**Work request**
Set down the data below word for word, and leave the images aside.

**Material shown**

▬▬▬

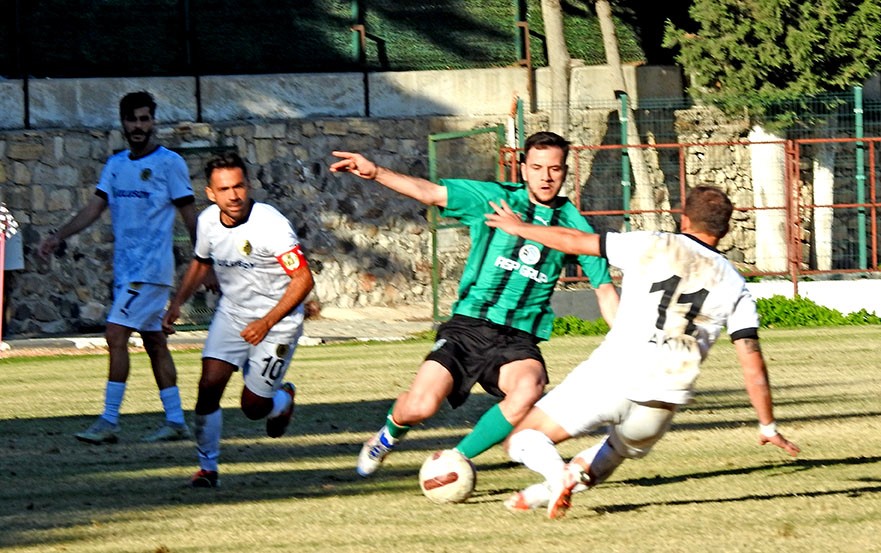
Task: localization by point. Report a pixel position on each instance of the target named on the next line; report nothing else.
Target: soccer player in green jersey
(503, 308)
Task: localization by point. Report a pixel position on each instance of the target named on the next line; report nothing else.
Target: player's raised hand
(781, 442)
(47, 246)
(354, 163)
(171, 315)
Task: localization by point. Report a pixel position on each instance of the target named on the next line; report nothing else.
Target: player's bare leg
(431, 385)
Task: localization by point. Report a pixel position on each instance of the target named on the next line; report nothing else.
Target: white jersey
(252, 261)
(677, 295)
(141, 194)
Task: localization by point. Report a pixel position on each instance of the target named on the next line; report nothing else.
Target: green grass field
(707, 486)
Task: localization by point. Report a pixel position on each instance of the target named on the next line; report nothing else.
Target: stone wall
(366, 245)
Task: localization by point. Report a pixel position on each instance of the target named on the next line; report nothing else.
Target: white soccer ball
(447, 477)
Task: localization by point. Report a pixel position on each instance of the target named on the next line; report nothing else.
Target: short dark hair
(134, 100)
(226, 160)
(546, 139)
(709, 210)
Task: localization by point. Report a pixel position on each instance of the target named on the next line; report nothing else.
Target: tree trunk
(767, 162)
(650, 192)
(558, 60)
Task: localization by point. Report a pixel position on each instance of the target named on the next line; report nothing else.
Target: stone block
(25, 151)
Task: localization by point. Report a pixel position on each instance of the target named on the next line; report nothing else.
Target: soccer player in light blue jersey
(144, 187)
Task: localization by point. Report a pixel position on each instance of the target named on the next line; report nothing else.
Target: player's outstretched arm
(417, 188)
(567, 240)
(755, 377)
(191, 280)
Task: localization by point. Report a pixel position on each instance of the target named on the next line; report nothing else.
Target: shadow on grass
(53, 485)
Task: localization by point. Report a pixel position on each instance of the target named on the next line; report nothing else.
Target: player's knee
(207, 405)
(524, 440)
(412, 408)
(117, 336)
(630, 448)
(154, 341)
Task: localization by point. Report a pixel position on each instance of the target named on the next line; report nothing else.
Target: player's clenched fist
(355, 164)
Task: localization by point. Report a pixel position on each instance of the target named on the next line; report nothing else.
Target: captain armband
(292, 261)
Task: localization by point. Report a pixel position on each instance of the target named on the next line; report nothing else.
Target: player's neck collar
(701, 242)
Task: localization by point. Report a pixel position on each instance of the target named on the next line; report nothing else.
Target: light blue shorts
(139, 305)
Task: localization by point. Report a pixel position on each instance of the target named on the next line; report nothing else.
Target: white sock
(171, 403)
(603, 460)
(537, 452)
(208, 430)
(280, 402)
(113, 394)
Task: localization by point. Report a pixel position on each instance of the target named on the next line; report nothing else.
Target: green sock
(491, 429)
(395, 430)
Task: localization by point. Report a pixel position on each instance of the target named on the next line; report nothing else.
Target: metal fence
(822, 219)
(158, 38)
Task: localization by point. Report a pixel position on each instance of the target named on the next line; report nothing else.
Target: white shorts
(263, 366)
(139, 305)
(595, 395)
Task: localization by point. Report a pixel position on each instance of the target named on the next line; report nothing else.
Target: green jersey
(508, 280)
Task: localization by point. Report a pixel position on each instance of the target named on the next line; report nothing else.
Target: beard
(138, 137)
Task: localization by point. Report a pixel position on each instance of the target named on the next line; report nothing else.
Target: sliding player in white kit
(264, 279)
(677, 294)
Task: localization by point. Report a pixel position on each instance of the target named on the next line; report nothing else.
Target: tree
(558, 61)
(650, 193)
(750, 57)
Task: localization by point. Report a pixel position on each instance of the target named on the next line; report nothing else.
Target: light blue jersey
(142, 195)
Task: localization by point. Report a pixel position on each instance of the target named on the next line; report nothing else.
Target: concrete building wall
(91, 103)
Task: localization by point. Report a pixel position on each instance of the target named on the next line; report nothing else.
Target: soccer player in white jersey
(259, 318)
(143, 187)
(677, 294)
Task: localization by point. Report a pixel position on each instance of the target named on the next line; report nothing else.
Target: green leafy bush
(781, 312)
(774, 312)
(571, 325)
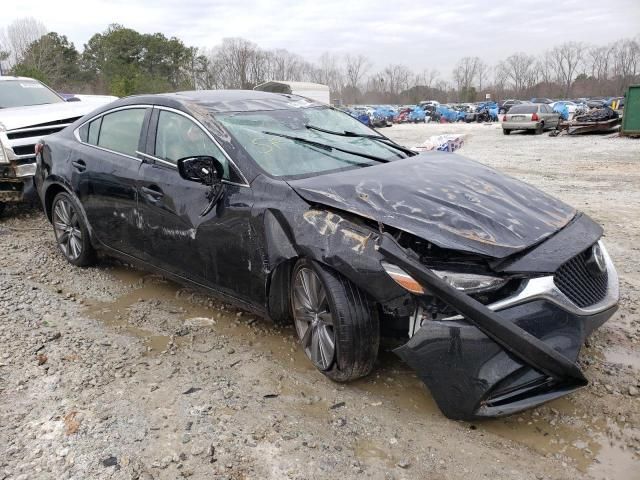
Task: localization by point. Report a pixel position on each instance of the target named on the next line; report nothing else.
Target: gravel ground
(113, 373)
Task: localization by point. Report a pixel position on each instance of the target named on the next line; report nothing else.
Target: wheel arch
(50, 194)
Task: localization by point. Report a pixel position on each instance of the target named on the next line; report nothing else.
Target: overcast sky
(418, 33)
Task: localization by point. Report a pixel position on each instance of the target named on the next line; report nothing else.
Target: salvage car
(29, 110)
(534, 116)
(299, 213)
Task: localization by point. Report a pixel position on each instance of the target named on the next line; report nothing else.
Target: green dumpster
(631, 115)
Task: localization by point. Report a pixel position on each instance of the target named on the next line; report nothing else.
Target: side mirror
(201, 169)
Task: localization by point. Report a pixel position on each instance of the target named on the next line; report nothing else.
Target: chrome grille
(579, 282)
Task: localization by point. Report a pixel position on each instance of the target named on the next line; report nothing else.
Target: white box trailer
(314, 91)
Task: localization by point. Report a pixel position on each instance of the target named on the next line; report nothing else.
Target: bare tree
(482, 73)
(18, 35)
(465, 72)
(518, 71)
(566, 61)
(428, 77)
(626, 64)
(328, 72)
(239, 64)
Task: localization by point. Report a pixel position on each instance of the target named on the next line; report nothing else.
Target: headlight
(470, 282)
(465, 282)
(403, 279)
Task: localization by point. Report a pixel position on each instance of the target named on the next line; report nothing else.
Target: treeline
(121, 61)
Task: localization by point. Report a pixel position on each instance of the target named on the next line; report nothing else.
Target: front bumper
(16, 181)
(499, 359)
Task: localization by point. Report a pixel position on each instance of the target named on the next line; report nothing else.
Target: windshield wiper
(329, 148)
(379, 138)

▬▬▬

**Task solution**
Task: localization by point. Report a pixel position on each instance of the target named on the next line; report nothing else.
Target: soccer player in green jersey
(503, 308)
Task: localization by point. Report a pixel position on each instance of the target named on the next line; report nothing else.
Target: player's raised hand
(781, 442)
(47, 246)
(354, 163)
(171, 315)
Task: localization by point. Report a pixel position on each instance of the target named on the next line; report nothing else.
Target: player's bare leg
(431, 385)
Task: localization by point. Report a pixel position on each instance of the target named on the next line; report nothing else.
Target: white jersey
(252, 261)
(677, 295)
(141, 194)
Task: localization by point. Report a pixel position on each instance of the target named on the next line; report nothing else.
Target: green grass field
(707, 486)
Task: localization by point. Report a pixel position on each instance of the target named on the next line; report nothing else.
Target: stone wall
(366, 245)
Task: localization by point. Report a pixel position on each instance of the target named on the next line; report nothing else.
Target: white soccer ball
(447, 477)
Task: localization by point. Report a pixel position on each instance of the target named on the next line; report nothing else.
Target: short dark hair
(134, 100)
(226, 160)
(546, 139)
(709, 210)
Task: localization by point. Report a pixel position on each instance of the target named on the next line; report nothing else.
Target: tree trunk
(767, 162)
(650, 192)
(558, 60)
Task: localization by point. Report a pixel position on each instance of the target named on the next line; report nothing else.
Target: stone block
(25, 151)
Task: localization by point. Report a pixel position on each instance of the target named on the next line; report nothing else.
Target: soccer player in light blue jersey
(144, 187)
Task: localization by point. Report a pixel position on each instance of the target named on the next line; report nothing else.
Target: player's outstretched arm
(417, 188)
(567, 240)
(755, 377)
(191, 280)
Task: localization by point. Report a pixel position on each instance of the target named on the next line; report nothing else.
Target: shadow on grass
(53, 485)
Task: localization by point. Report a pixel position on each instance of the target named on the next line; report nothing else.
Target: player's knee
(207, 405)
(524, 440)
(412, 408)
(117, 336)
(630, 448)
(154, 341)
Task: localization by point. Report a pixel position on each instance of the target named on the next line; report nothing else.
Target: player's clenched fist
(355, 164)
Task: localization by point. Report a pixel position on each instance of the target named on the next line; report nothing else.
Target: captain armband
(292, 261)
Task: localization by point. Report a pixel position on each instance of the target named on the next line; report nothing else.
Target: player's neck collar
(701, 242)
Task: localization by point. Report a pixel position on each instance of the target named on the next line; report nothing else.
Target: light blue shorts
(139, 305)
Task: localization by point. Report a pixel position on each instance of the target named on the next line; report nothing else.
Target: white sock
(171, 403)
(603, 460)
(537, 452)
(208, 430)
(280, 402)
(113, 394)
Task: localization by point. Report a pixel position on each instance of the target named on the next line; report nothing else.
Target: green sock
(491, 429)
(395, 430)
Task: localization by point. Report a pixel position on each instance of the target named on the next line; report nothing else.
Target: metal fence
(822, 219)
(158, 38)
Task: localization by point. Report a pixel position on each instance of the target named on the next line; report nothing else.
Target: white shorts
(263, 366)
(139, 305)
(595, 395)
Task: localization by point. Report a pixel position on each instance of the target named on the next line; report nothing else.
Target: green jersey
(508, 280)
Task: localization by point. Report a pixel position on each instance of the target named on the next line; report nothing else.
Target: beard
(138, 137)
Task: localization by point. Report a pixel position on each instance of the target named on the next line; report nothing else.
Target: sliding player in white kit
(264, 279)
(677, 294)
Task: localization by point. Report a pixel position on each instance of the target named on the next line; report nothing else.
Target: tree
(558, 61)
(650, 193)
(750, 57)
Task: localization by point. Report a pixel position on each instance of the target named on the next line; report nothing else.
Target: light blue jersey
(142, 195)
Task: localization by point. Report a pixel position on each instance of the target named on the next line; report nothing else.
Target: concrete building wall
(91, 103)
Task: localization by point. Report a pixel position on each instance of the target named on the next line; report nothing else.
Target: soccer player in white jersey
(259, 318)
(143, 187)
(677, 294)
Task: localization by point. Report a pixel position on each instance of the target named on the next line; report nothing else.
Target: green leafy bush
(781, 312)
(774, 312)
(571, 325)
Task: localization by point. Report a pixel position on each instance of the target named on the next line; report nothing else.
Target: gravel ground
(113, 373)
Task: localization by point. Report a pixel position on each instance of the target named on the next line; report nothing else.
Target: wheel arch
(50, 194)
Task: localization by point. Report a pixel position on each instance of the target named on the next line; report nothing else.
Target: overcast sky
(418, 33)
Task: localization by point. Report a pixel position on each instance of the target named on the next line; report nothing else.
Target: salvage car
(29, 110)
(534, 116)
(299, 213)
Task: localization by point. Report a pixel position on each instance of the target named on the next line; report nothing else.
Target: green dumpster
(631, 115)
Task: localization by point. Report a pixel position on each instance of the target named on the next line; report nothing else.
Target: side mirror
(201, 169)
Task: localization by point. Report a pixel position on each instance of the target named on the next line; report nothing else.
Target: chrome grille
(579, 282)
Task: localization by point. Report a pixel position on each instance of the target named on the next line; report nothing else.
Target: white box trailer
(314, 91)
Task: localization by point. Report a pixel position on each instance of the target named on the next line; report nothing else.
Target: bare tree
(482, 73)
(18, 35)
(465, 72)
(518, 71)
(566, 61)
(428, 77)
(626, 64)
(328, 72)
(239, 64)
Task: localization by point. Report a pixel position on each instance of the target named on the next line; report nothing else.
Target: headlight
(470, 282)
(465, 282)
(403, 279)
Task: localization by point. Report a pixel position on each instance of the target named on the next line; report nothing else.
Target: treeline
(121, 61)
Task: localization by point. Report a pixel position on each instance of the target named on the next line; report nothing else.
Target: front bumper
(16, 181)
(499, 359)
Task: localization by point. Report a pixel position on each instance of the target named on the next line; report nothing else.
Target: windshield wiper
(329, 148)
(379, 138)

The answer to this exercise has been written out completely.